DATA TO EXAMINE ::
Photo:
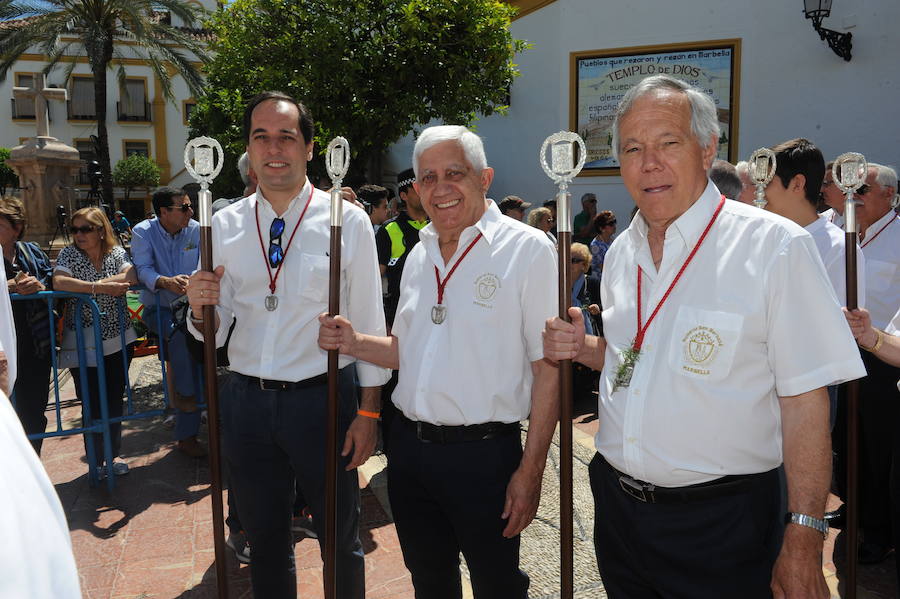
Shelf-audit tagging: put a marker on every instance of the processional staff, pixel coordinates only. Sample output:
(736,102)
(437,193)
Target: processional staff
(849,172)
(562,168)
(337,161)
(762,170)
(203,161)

* * *

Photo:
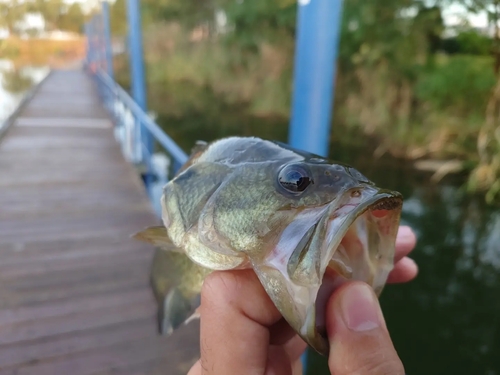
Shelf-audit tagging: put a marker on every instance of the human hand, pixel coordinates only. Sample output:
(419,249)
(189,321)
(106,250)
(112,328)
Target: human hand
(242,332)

WORK TO BE COMPLETED ::
Find the word "Sample" in the entries and show each line where it is found.

REPLY TO THE EXERCISE ::
Shelf-audit tagging: put a marker on every instance of the processional staff, pixel coordinates only. Sample output:
Shelf-audit tagging: put a marker on every instance of the human hand, pixel coordinates only. Sample output:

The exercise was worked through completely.